* Stated task: Copy out every one of the records below, changing each "vertex pairs" to "coordinate pairs" and keeping everything else the same.

* Record set:
## BEGIN

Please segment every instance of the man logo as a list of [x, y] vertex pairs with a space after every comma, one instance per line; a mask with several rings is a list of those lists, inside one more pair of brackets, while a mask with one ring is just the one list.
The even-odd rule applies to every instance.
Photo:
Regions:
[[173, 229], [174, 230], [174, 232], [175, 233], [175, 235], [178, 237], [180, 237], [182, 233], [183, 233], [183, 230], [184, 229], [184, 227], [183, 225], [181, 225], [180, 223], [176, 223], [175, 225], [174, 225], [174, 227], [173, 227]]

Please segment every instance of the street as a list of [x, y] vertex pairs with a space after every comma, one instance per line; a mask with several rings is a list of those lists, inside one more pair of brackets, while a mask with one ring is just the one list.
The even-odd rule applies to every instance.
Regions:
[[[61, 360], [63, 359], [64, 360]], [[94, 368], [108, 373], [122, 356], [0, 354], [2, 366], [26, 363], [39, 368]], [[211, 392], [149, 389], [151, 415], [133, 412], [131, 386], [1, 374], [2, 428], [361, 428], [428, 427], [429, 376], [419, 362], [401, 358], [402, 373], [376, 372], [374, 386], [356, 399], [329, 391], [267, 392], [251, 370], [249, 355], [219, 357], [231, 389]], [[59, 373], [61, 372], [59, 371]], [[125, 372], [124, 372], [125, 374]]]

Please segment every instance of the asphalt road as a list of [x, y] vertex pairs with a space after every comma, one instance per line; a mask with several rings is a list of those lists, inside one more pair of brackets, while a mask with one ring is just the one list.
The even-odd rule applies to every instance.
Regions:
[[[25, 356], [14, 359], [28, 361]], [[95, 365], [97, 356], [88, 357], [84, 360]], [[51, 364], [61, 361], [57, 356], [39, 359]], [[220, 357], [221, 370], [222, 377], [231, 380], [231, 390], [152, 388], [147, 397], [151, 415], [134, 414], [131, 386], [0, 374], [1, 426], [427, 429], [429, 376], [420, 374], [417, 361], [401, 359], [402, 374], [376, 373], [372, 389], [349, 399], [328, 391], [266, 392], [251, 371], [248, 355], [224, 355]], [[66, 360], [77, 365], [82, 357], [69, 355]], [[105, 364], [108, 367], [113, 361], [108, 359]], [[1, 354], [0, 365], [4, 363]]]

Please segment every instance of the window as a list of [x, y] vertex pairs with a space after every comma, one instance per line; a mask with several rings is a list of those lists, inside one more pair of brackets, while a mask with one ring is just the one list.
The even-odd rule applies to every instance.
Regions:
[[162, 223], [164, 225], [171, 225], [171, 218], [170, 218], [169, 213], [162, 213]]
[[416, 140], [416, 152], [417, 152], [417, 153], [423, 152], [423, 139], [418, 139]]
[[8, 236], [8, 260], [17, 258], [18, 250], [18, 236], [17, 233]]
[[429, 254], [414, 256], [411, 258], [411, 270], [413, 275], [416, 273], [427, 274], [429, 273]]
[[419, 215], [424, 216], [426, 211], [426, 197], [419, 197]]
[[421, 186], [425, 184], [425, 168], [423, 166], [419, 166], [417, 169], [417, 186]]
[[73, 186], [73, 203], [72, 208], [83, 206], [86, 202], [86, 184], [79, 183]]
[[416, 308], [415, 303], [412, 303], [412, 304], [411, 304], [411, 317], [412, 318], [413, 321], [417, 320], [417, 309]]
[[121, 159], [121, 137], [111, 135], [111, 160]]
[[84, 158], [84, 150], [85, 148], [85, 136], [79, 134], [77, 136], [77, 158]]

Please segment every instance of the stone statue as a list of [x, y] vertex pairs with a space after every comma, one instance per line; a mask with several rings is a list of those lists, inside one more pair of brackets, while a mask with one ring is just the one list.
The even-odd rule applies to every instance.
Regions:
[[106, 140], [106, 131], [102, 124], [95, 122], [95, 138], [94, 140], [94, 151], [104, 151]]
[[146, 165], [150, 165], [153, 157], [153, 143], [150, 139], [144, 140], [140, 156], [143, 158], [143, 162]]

## END

* Expected output:
Please segment every instance of the man logo as a list of [x, y] coordinate pairs with a space after every comma, one instance per line; a mask with several rings is a list of those lists, inside one more pair of brackets, while a mask with one ring is just the one list.
The even-odd rule applies to every instance.
Photo:
Regions:
[[173, 229], [174, 230], [174, 232], [175, 233], [175, 235], [178, 237], [180, 237], [182, 233], [183, 233], [183, 230], [184, 229], [184, 227], [183, 225], [181, 225], [180, 223], [176, 223], [175, 225], [174, 225], [174, 227], [173, 227]]

Please segment every instance of the street as a list of [x, y] coordinate pairs with a space after every comma, one instance per line; a mask with several rings is a list of those lists, inside one more pair of brackets, while a mask with one ring is just the one list.
The even-odd rule applies to every instance.
Regions:
[[[61, 360], [63, 359], [64, 360]], [[94, 368], [108, 373], [122, 356], [0, 354], [2, 366], [26, 363], [39, 368]], [[211, 392], [149, 389], [151, 415], [133, 412], [131, 386], [1, 374], [2, 428], [361, 428], [428, 427], [429, 376], [419, 362], [401, 358], [402, 373], [376, 372], [374, 386], [356, 399], [329, 391], [267, 392], [251, 370], [249, 355], [219, 357], [231, 389]], [[59, 373], [61, 372], [59, 371]], [[125, 372], [124, 372], [125, 374]]]

Please segment every instance of the asphalt road as a list of [x, y] coordinate pairs with a space after every comma, one instance per line; a mask with several rings is a list of those lists, inside one more pair of brackets, while a mask with one ring is just the one list.
The even-odd rule applies to every instance.
Regions:
[[[25, 356], [14, 359], [28, 361]], [[95, 365], [97, 356], [88, 357], [84, 360]], [[51, 364], [61, 361], [57, 356], [39, 359]], [[220, 357], [221, 370], [222, 377], [231, 380], [231, 390], [152, 388], [147, 397], [151, 415], [134, 414], [131, 386], [0, 374], [1, 426], [427, 429], [429, 376], [420, 374], [417, 361], [401, 359], [402, 374], [376, 373], [372, 389], [349, 399], [328, 391], [266, 392], [251, 371], [248, 355], [224, 355]], [[66, 360], [77, 365], [82, 357], [69, 355]], [[105, 364], [108, 367], [113, 361], [108, 359]], [[1, 354], [0, 365], [4, 363]]]

Please segment every instance of the window as a list of [x, y] coordinate pairs with a space after every comma, one instance per line; a mask with several rings is a list of those lists, inside one more pair of brackets, while a mask with one ring is just the one list.
The even-odd rule applies to every instance.
Regions:
[[162, 223], [164, 225], [171, 225], [171, 218], [170, 218], [169, 213], [162, 213]]
[[416, 140], [416, 152], [417, 152], [417, 153], [423, 152], [423, 139], [418, 139]]
[[8, 236], [8, 260], [17, 258], [18, 250], [18, 236], [17, 233]]
[[429, 254], [414, 256], [411, 258], [411, 270], [413, 275], [416, 273], [427, 274], [429, 273]]
[[419, 215], [424, 216], [426, 211], [426, 197], [419, 197]]
[[421, 186], [425, 184], [425, 168], [423, 166], [419, 166], [417, 169], [417, 186]]
[[73, 186], [73, 203], [72, 208], [83, 206], [86, 202], [86, 184], [79, 183]]
[[416, 308], [415, 303], [412, 303], [412, 304], [411, 304], [411, 317], [412, 318], [413, 321], [417, 320], [417, 309]]
[[121, 159], [121, 137], [111, 135], [111, 160]]
[[84, 158], [84, 150], [85, 148], [85, 136], [79, 134], [77, 136], [77, 158]]

Please segment every instance of the stone statue as a list of [x, y] coordinate pairs with a space after every comma, one instance per line; a mask with several rings is a list of those lists, inside one more pair of brackets, while a mask with one ring is just the one list.
The even-odd rule applies to every instance.
Regions:
[[106, 140], [106, 131], [102, 124], [95, 122], [95, 138], [94, 140], [94, 151], [104, 151]]
[[146, 165], [150, 165], [153, 157], [153, 143], [150, 139], [144, 140], [140, 156], [143, 158], [143, 162]]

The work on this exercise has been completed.